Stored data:
*** Block opens ***

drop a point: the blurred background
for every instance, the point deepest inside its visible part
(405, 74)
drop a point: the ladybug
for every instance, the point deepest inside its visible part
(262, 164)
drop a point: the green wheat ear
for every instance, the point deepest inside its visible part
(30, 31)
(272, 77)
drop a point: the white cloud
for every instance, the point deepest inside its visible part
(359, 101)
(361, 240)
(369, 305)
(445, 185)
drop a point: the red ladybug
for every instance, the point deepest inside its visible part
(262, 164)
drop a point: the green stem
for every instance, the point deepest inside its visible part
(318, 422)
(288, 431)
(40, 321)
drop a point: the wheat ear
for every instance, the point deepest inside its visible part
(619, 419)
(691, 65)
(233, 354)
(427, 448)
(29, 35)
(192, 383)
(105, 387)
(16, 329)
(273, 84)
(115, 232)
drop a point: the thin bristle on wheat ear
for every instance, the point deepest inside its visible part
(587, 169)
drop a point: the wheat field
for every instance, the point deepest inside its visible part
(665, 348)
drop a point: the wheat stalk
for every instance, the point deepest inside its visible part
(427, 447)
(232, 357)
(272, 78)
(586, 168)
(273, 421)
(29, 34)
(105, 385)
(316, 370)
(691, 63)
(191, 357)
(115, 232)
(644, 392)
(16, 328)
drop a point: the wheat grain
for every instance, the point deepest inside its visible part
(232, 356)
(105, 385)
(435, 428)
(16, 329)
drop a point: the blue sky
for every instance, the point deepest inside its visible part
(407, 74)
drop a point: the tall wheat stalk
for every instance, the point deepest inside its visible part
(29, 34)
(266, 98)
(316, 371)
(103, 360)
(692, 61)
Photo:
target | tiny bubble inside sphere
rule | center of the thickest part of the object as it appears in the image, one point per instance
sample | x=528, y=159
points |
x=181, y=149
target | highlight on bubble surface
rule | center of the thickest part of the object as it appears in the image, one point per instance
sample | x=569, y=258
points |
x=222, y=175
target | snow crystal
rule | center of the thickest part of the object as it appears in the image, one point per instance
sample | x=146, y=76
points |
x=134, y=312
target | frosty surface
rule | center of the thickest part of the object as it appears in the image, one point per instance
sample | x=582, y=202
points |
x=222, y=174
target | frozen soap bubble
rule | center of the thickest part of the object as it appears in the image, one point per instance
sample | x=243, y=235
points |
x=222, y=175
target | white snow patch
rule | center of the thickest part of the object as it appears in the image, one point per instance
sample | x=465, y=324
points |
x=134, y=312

*** Block closes ***

TASK DESCRIPTION: Scanning the data above, copy out every line where "target" is found.

ANSWER TO THIS EXERCISE:
target | tiny bubble inside sphere
target | highlight on bubble surface
target | snow crystal
target | frosty surface
target | frozen soap bubble
target | white snow patch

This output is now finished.